Provided text —
Peace building experiments at West Point and the grocery store
By Lisa Schirch for The Mennonite
Lisa Schirch is a professor of peacebuilding and program director of the 3D Security Initiative (www.3Dsecurity.org) at the Center for Justice and Peacebuilding at EMU. She is a member of Shalom Mennonite Church in Harrisonburg, Va.
It’s a long way from my grocery store to West Point Military Academy. But I’ve come to see my time at both stops as experiments in peacebuilding, as places where I attempt to follow the way of Jesus.
When I taught a course on peacebuilding at West Point Military Academy in 2005, I found their cadets are a lot like my undergraduate students at Eastern Mennonite University in Harrisonburg, Va. They are hardworking, responsible, smart, optimistic, interested in foreign travel, motivated to serve others and ready to make sacrifices.

Tasks to perform —
1) Do the following statements agree with the essay on peacebuilding at West Point and the grocery store? Answer yes or no for each, quoting the words of the essay that decide it.
(a) The author taught a course on peacebuilding at West Point Military Academy in 2005.
(b) The author found the West Point cadets very unlike her undergraduate students at Eastern Mennonite University.
(c) Lisa Schirch belongs to a church in Harrisonburg, Va.
2) According to the peacebuilding essay, what program does Lisa Schirch direct?
3) Extend the essay on peacebuilding at West Point and the grocery store, picking up from its final sentence.

Entries shown —
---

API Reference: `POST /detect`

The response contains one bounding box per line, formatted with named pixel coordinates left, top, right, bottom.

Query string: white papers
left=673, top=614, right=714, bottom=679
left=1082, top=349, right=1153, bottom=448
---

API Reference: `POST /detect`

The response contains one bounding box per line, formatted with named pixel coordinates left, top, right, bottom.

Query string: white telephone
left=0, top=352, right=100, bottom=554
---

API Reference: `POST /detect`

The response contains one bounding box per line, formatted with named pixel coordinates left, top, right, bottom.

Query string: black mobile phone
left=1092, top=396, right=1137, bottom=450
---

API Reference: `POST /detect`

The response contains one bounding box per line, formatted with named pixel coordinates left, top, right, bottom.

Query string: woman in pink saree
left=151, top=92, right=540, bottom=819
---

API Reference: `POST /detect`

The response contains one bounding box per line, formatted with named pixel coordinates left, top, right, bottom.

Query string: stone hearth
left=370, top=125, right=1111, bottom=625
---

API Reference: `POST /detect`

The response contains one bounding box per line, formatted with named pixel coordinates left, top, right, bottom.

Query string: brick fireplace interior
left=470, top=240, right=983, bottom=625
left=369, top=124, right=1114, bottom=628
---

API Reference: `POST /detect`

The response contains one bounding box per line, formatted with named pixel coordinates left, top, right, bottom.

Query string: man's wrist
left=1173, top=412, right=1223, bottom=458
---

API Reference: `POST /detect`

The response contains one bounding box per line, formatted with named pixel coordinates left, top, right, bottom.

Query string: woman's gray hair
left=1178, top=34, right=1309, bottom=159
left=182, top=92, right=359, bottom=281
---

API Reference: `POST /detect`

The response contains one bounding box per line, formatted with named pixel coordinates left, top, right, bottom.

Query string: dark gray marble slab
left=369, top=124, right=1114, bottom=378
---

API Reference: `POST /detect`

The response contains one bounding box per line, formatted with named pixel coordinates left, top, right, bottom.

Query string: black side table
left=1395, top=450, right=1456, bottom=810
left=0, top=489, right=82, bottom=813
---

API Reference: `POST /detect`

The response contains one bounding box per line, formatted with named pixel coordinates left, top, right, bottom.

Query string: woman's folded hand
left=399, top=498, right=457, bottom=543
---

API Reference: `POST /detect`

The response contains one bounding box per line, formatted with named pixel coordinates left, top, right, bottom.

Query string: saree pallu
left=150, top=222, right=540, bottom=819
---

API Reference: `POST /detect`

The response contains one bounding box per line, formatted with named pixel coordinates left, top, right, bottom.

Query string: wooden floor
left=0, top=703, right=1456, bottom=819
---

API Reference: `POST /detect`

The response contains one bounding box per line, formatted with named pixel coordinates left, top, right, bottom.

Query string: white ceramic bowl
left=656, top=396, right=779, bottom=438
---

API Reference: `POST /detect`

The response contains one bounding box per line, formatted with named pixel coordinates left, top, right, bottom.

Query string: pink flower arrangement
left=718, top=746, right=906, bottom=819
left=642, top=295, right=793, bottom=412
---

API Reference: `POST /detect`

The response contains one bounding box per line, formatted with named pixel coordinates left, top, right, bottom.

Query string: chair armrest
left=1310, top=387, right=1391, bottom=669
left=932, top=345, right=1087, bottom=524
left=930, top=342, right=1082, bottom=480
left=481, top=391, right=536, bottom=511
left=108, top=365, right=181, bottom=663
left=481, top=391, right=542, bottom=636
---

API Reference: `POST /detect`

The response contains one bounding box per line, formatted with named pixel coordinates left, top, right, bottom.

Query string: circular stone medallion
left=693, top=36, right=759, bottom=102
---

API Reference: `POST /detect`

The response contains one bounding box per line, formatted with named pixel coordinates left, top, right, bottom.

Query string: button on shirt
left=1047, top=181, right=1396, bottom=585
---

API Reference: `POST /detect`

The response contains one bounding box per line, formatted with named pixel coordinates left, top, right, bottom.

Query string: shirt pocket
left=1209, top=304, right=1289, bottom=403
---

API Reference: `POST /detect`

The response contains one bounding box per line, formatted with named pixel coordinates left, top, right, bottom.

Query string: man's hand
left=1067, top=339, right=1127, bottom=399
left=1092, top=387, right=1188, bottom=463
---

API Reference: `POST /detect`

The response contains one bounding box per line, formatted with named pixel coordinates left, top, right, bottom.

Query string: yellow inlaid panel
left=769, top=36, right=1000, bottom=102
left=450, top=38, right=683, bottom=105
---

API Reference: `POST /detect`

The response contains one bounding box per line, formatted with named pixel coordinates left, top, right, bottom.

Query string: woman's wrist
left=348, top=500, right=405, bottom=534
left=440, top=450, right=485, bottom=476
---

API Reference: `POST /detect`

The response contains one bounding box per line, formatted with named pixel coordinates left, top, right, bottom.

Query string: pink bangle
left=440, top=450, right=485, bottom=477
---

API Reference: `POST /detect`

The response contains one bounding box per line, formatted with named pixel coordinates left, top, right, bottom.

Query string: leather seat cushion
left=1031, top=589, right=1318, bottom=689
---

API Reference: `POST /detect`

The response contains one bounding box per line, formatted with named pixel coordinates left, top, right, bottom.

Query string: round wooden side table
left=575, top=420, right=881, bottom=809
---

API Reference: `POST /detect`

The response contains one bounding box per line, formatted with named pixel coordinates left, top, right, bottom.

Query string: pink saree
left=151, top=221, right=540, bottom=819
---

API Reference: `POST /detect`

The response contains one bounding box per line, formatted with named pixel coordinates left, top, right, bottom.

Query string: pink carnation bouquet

Results by task —
1)
(a) Yes: "When I taught a course on peacebuilding at West Point Military Academy in 2005"
(b) No: "I found their cadets are a lot like my undergraduate students at Eastern Mennonite University in Harrisonburg, Va."
(c) Yes: "She is a member of Shalom Mennonite Church in Harrisonburg, Va."

2) She is program director of the 3D Security Initiative at the Center for Justice and Peacebuilding at EMU.

3)
And when I stood at the airport in long wet goodbyes with my family as I departed to travel to Iraq to work with Mennonite Central Committee (MCC) in 2005, I imagined many military personnel similarly embracing their families as they departed for Iraq that hot August day. I’ve learned that entering into conversations and relationships with military personnel isn’t the same as being co-opted or agreeing with them.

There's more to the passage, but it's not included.